> WHAT TO DO
Copy out each line of the data below in which the string "tree" appears.

> DATA RECORDS
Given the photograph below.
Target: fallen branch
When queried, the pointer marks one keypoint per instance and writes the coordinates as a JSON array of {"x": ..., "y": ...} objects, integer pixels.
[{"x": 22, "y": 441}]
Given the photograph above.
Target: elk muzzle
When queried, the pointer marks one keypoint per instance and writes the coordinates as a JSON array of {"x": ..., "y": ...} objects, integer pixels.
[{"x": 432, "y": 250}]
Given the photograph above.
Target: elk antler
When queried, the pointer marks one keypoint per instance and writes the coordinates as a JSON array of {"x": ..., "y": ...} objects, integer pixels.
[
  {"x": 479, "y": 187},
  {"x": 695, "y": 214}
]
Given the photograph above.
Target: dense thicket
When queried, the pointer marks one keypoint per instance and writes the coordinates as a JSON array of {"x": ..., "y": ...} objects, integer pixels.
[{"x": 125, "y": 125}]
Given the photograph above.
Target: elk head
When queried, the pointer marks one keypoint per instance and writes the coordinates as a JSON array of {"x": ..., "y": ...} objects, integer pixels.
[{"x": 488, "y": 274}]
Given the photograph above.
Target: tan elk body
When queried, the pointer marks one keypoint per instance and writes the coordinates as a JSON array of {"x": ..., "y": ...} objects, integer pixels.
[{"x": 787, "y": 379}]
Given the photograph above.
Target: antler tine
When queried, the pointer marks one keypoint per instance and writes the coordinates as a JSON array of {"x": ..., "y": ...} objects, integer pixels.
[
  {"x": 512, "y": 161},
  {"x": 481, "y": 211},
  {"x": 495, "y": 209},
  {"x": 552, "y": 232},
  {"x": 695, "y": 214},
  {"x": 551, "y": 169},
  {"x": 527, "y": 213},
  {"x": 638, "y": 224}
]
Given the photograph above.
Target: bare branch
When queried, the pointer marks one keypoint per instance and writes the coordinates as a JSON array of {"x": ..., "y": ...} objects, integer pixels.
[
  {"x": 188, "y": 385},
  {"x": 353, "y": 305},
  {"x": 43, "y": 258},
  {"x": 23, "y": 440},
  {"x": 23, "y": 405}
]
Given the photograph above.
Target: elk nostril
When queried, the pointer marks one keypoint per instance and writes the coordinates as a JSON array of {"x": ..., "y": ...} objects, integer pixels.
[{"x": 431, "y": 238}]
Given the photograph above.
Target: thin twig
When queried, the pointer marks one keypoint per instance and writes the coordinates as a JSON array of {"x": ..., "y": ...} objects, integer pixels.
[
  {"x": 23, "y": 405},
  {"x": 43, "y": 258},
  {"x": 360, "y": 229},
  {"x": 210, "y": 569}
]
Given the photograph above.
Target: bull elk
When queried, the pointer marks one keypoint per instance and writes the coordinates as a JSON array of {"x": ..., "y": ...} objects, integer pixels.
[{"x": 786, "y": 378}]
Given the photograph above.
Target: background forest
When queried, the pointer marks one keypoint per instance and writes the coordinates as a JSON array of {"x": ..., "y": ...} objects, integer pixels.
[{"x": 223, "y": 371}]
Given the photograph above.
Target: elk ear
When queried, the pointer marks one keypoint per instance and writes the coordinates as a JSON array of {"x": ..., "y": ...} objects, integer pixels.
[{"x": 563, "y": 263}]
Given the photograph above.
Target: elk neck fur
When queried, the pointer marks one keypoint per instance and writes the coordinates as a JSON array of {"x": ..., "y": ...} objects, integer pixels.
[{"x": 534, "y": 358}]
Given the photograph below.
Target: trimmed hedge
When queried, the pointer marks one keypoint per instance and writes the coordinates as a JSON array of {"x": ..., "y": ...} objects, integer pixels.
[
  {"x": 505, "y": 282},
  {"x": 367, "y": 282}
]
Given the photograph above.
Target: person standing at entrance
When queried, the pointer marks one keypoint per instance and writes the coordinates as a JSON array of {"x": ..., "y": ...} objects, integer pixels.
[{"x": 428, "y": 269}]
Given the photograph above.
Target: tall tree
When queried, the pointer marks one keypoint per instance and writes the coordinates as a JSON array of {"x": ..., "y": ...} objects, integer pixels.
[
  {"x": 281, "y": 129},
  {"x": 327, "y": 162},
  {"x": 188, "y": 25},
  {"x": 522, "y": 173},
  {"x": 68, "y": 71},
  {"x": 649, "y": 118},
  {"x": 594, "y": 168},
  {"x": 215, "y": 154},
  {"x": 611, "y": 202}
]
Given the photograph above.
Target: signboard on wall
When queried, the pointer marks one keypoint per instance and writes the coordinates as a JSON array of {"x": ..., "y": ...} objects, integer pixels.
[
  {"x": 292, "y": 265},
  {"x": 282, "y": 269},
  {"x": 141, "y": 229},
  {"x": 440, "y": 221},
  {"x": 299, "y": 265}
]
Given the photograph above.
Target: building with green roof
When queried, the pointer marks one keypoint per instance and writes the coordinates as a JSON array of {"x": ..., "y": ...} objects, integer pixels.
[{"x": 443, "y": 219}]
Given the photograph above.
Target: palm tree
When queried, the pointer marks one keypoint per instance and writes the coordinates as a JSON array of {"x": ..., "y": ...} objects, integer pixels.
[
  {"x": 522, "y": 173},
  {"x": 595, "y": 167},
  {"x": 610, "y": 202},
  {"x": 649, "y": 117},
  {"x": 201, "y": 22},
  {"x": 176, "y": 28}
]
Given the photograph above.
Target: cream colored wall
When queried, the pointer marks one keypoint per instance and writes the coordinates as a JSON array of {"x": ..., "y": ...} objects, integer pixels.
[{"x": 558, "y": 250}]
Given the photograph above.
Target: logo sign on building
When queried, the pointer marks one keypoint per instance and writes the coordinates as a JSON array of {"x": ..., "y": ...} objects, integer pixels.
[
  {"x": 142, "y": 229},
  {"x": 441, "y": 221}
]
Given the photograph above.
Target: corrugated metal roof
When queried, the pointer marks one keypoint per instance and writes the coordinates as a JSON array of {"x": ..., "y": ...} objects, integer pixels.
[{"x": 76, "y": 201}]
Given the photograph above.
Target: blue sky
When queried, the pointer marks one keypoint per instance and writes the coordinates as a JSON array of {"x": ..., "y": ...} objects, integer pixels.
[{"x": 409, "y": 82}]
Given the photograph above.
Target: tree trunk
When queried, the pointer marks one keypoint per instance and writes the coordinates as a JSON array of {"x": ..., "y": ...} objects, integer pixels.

> WORKED SOLUTION
Target: tall tree
Target: palm tree
Target: tree trunk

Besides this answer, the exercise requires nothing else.